TASK OBJECTIVE
Could you copy each line of the entries that contains "barrier"?
--- EXTRACTED DATA ---
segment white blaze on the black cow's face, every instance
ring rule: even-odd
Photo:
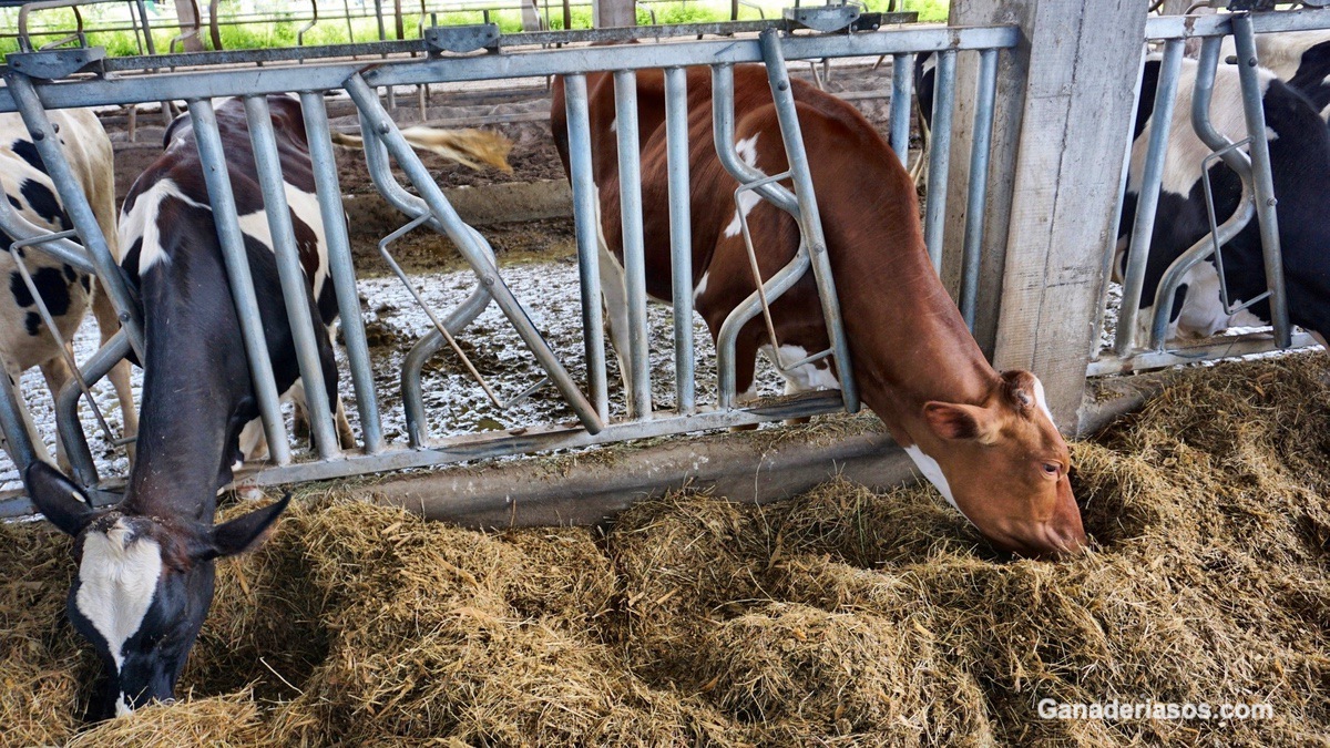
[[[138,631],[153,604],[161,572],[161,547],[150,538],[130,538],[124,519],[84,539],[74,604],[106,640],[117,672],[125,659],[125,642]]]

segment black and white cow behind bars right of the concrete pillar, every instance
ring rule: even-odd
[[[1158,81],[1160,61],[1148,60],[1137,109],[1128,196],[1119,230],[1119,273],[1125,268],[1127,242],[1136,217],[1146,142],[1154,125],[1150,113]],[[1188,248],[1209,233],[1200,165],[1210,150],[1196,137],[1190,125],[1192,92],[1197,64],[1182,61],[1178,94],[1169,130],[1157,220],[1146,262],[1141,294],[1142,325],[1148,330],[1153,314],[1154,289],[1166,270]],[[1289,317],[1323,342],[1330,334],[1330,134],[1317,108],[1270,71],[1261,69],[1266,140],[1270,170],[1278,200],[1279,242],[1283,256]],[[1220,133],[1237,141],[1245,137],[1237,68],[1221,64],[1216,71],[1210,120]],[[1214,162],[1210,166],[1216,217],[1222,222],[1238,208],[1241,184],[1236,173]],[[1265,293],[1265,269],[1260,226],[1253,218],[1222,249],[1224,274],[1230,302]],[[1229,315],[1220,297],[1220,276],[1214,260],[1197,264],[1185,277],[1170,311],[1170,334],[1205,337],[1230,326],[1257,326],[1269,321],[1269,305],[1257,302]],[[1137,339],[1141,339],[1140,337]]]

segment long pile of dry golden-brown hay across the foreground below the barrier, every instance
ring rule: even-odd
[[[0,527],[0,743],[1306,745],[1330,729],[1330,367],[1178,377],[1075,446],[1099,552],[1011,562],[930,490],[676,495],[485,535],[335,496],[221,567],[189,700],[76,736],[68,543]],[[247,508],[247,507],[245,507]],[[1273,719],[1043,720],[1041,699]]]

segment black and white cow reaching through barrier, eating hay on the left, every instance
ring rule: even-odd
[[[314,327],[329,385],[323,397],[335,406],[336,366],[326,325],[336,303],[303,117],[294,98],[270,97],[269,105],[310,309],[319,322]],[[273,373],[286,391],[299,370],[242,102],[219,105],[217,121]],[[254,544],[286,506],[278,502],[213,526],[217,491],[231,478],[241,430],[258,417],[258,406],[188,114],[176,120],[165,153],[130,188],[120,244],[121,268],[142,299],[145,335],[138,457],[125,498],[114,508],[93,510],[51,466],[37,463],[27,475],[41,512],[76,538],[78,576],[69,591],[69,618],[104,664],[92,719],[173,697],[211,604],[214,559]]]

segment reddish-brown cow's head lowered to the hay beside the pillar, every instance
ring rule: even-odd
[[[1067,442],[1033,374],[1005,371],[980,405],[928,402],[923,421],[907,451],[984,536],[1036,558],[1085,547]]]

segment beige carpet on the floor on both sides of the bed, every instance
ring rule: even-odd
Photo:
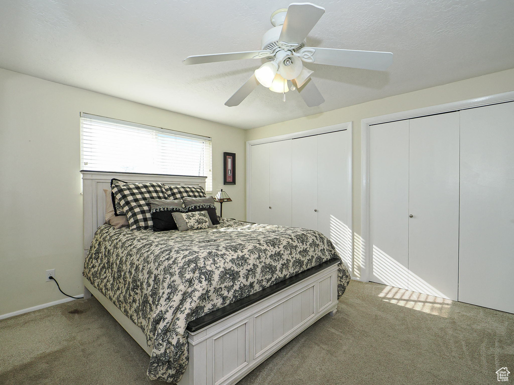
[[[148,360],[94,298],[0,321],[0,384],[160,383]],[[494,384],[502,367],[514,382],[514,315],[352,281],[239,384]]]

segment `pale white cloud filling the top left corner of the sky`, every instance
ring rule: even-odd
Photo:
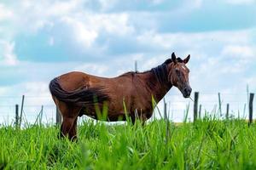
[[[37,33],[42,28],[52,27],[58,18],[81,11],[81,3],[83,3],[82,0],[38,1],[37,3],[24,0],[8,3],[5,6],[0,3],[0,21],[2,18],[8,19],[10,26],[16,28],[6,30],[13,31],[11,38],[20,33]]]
---
--- EXTRACTED DATA ---
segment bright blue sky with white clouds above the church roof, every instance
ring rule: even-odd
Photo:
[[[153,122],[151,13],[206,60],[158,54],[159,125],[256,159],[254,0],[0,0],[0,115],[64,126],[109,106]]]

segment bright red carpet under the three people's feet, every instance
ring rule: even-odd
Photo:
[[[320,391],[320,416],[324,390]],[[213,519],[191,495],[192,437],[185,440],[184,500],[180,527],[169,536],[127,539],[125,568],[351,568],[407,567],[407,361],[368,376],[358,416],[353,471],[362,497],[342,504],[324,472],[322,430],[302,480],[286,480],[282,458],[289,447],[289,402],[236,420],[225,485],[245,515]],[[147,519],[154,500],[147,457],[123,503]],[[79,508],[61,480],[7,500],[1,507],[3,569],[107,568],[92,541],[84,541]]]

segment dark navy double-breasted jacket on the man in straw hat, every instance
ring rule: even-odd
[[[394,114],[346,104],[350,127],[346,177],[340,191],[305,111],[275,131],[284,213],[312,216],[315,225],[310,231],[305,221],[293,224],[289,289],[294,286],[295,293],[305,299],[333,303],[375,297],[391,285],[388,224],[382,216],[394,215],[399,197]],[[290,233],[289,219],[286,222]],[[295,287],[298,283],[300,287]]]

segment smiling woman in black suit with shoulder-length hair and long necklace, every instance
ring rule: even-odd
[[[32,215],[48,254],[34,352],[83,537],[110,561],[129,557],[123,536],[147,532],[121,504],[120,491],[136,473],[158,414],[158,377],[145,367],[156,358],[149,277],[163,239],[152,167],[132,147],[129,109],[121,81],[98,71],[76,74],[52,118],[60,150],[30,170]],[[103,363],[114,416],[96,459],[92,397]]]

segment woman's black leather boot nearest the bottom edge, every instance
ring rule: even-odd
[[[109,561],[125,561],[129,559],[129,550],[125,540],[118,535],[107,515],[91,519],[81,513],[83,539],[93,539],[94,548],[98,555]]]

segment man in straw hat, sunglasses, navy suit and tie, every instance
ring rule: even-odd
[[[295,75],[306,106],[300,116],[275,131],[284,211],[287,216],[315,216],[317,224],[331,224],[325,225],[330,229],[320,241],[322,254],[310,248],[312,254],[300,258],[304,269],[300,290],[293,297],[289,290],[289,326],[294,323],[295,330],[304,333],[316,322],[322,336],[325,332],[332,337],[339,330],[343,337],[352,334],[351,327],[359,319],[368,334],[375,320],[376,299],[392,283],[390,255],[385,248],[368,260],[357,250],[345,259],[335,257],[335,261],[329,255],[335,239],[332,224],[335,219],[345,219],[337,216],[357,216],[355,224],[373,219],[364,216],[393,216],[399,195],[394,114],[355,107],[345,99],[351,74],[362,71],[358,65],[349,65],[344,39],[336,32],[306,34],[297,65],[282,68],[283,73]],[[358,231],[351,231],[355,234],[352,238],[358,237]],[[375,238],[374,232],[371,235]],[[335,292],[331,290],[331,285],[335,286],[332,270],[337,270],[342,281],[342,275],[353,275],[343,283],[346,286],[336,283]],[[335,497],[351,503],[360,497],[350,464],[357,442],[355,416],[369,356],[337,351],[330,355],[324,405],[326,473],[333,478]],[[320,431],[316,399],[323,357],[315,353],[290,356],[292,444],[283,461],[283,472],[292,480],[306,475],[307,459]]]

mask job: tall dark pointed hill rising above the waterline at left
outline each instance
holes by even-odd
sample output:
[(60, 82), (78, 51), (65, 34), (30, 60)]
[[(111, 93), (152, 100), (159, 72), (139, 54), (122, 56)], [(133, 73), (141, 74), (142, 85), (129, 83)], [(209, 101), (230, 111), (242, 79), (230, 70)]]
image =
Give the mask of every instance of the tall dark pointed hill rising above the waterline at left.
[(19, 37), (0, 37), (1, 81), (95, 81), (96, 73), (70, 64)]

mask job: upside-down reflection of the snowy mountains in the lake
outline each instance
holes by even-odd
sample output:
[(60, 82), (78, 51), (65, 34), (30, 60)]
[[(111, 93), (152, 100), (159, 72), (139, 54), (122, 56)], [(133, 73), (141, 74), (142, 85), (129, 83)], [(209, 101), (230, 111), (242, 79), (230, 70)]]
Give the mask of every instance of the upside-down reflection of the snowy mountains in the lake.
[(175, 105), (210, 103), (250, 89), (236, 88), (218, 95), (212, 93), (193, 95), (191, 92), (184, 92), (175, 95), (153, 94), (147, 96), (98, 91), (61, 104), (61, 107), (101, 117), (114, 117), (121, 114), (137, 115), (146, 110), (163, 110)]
---
--- EXTRACTED DATA ---
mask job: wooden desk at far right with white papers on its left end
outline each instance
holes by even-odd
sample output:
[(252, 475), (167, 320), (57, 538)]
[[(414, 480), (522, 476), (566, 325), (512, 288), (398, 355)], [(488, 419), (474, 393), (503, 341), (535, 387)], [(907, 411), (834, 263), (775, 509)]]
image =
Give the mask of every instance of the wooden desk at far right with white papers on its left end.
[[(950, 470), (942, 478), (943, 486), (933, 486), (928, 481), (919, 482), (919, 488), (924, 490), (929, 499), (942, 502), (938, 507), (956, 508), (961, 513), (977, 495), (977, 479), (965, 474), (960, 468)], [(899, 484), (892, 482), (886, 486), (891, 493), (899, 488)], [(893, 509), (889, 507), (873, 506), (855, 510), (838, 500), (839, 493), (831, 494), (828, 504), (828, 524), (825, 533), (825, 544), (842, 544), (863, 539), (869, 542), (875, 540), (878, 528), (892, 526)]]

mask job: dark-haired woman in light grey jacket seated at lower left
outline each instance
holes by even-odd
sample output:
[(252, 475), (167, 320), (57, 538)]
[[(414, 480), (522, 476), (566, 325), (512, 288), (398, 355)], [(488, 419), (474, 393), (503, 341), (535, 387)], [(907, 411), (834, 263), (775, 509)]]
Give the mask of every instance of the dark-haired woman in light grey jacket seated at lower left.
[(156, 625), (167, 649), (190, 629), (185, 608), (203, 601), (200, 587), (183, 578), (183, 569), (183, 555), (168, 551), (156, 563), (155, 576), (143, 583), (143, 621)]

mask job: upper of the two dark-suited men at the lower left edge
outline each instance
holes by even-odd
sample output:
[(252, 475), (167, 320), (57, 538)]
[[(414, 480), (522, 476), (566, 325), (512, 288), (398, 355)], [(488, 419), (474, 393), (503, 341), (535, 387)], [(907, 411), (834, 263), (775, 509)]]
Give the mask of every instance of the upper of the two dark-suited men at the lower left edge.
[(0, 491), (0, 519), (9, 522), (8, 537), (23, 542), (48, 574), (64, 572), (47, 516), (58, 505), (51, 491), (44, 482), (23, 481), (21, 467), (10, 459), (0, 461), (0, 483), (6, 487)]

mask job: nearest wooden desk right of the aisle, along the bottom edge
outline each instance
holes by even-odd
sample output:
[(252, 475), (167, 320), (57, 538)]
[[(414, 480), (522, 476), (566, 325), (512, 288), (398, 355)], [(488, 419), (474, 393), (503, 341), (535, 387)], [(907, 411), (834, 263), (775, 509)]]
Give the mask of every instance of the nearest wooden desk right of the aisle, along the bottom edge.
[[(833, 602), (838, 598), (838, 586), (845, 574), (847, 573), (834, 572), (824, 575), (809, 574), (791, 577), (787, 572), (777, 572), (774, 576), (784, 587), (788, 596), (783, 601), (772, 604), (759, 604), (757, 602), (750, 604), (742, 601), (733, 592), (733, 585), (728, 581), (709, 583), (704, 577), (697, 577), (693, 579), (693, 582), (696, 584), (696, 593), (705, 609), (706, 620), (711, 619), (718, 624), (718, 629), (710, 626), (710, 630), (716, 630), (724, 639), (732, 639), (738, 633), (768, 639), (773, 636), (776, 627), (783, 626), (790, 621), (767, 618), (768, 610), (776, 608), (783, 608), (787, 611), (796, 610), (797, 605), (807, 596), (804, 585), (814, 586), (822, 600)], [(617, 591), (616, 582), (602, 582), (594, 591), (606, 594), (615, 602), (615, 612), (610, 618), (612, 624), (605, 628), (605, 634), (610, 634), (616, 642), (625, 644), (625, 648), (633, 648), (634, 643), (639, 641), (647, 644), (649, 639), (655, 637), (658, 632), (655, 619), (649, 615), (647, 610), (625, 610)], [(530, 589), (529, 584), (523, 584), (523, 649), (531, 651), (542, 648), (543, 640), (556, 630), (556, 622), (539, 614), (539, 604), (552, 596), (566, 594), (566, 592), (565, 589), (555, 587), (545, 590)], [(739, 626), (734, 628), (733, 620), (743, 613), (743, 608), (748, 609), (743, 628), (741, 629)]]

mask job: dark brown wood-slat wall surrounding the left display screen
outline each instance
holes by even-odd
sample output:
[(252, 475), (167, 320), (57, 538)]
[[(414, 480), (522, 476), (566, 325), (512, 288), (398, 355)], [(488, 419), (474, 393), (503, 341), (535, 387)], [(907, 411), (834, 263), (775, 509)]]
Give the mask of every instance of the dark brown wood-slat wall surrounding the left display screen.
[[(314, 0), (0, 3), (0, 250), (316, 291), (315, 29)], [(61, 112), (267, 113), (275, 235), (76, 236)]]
---
RESULT FOR THIS EXERCISE
segment long pile of dry golden-brown hay across the foreground below the barrier, every instance
segment black and white cow reaching through barrier, eating hay on the left, every instance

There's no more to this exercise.